> Brief
In the workshop description, copy the stretch from "One interesting perspective" through "and open problems.", swapping "panel discussion" for "round table".

ParCo'95                                                                                                                                                                 BELGACOM


Debugging Parallel Programmes: some issues and solutions

Coordinators:
Jacques Chassin de Kergommeaux
IMAG, projet APACHE
46 avenue F&eacutelix Viallet
F-38031 Grenoble Cedex 1, France
E-mail: Jacques.Chassin-de-Kergommeaux@imag.fr
Tel: +33 76 57 48 72

Luk Levrouw
ELIS, RUG
Sint-Pietersnieuwstraat 41
B-9000 Gent, Belgium
E-mail: Luk.Levrouw@elis.rug.ac.be
Tel: +32+9/264.33.67

Abstract

This workshop will survey the main problems encountered when debugging parallel programmes, and will describe the most promising solutions to some of these problems. Both correctness and performance debugging will be addressed. The workshop will conclude with a panel discussion summarizing the specific problems of parallel debugging, the classical solutions to some of them and the remaining open problems.

Description of workshop and intended audience

It is widely acknowledged that one of the main problems hindering the use of parallel computers is the difficulty of correctness and performance deugging of parallel programmes. Solutions used for sequential debugging are not sufficient for parallel debugging. Compared to sequential programme executions, parallel programme executions generate a large number of states and are extremely sensitive to perturbations (probe effect), likely to change drastically their behaviour. In addition, a large number of objects are involved in the execution of a parallel programme: processors, processes, threads, communication links, etc., which ought to be observed and controled in order to catch errors and bottlenecks.

The goal of this workshop is to give the audience a survey of the specific problems of parallel debugging, the existing solutions and the remaining open problems.

The first part of the workshop will be dedicated to correctness debugging and in particular to the solutions to the problem of non-determinism of parallel executions. Non-determinism occurs even for programmes producing deterministic results and may result in transient errors which appear unfrequently or vanish when debugging tools are used, because of changes introduced by these tools in the causal relationship between parallel processes.

The most classical technique used to catch transient errors appearing during executions of parallel programs is to record an initial execution and to force subsequent replayed executions to be deterministic with respect to the initial execution, using the recorded information. Debugging an erroneous program then amounts to record an erroneous execution and to apply cyclic debugging techniques during subsequent replayed executions. Efficient record-replay techniques for shared-memory, message passing and client-server programming models will be described as well as several optimisations proposed to reduce the overhead of the initial recording.

Other issues pertaining to parallel correctness debugging will also be briefly surveyed, such as testing parallel programmes for global properties or setting causally coherent breakpoints.

The second part of the workshop will be dedicated to performance debugging of parallel programmes. Although performance is the main reason for parallelizing applications, it is very hard to approach the peak performances of a parallel system with a real application. This problem has motivated the development of performance measurement tools for parallel programmes. Tools used for measuring the performances of sequential programmes are mainly based on sampling. They are not adequate for parallel ones since they cannot measure communication overheads and exhibit bottlenecks.

Specific tools based on trace collection and analysis were developed together with visualisation tools which measure and display the activity of the entities involved in the parallel computation: processors, processes, communication links, etc. The main problems raised by trace collection, analysis and visualisation and the existing solutions to cope with these problems will be surveyed: the probe effect, the lack of a global clock in distributed systems, the presentation of a large number of objects with complex relationships.

One interesting perspective is to combine correctness and performance debugging tools in a single environment, since performance debugging tools often provide programmers with a ``high level'' view of parallel programme executions (for example graphical representations of processes and their inter-relations) which can be a significant help to understand and control the execution behaviour of a parallel programme.

The workshop will conclude with a panel discussion on the state of the art in parallel debugging to identify specific problems, classical solutions and open problems.

The intended audience is anyone concerned with the debugging of parallel programmes, either as a developer of parallel programmes interested in hearing about problems and solutions or as a researcher in the field interested to debate about the state of the art.

OUTLINE

Total time: 3 hours.

First hour: correctness debugging.

Second hour: performance debugging.

Third hour: panel discussion.

> Data shown
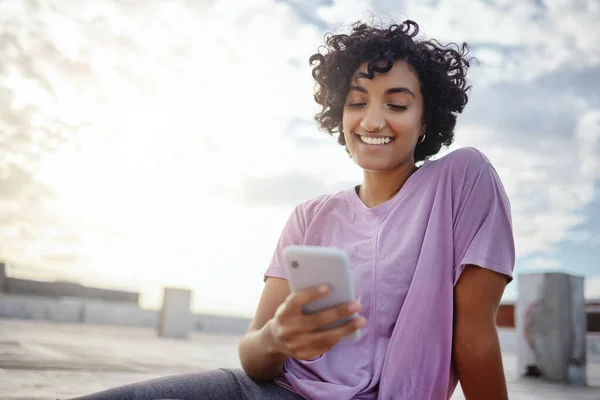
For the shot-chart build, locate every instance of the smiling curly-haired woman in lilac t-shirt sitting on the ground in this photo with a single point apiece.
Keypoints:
(431, 246)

> Task response
One interesting perspective is to combine correctness and performance debugging tools in a single environment, since performance debugging tools often provide programmers with a ``high level'' view of parallel programme executions (for example graphical representations of processes and their inter-relations) which can be a significant help to understand and control the execution behaviour of a parallel programme.

The workshop will conclude with a round table on the state of the art in parallel debugging to identify specific problems, classical solutions and open problems.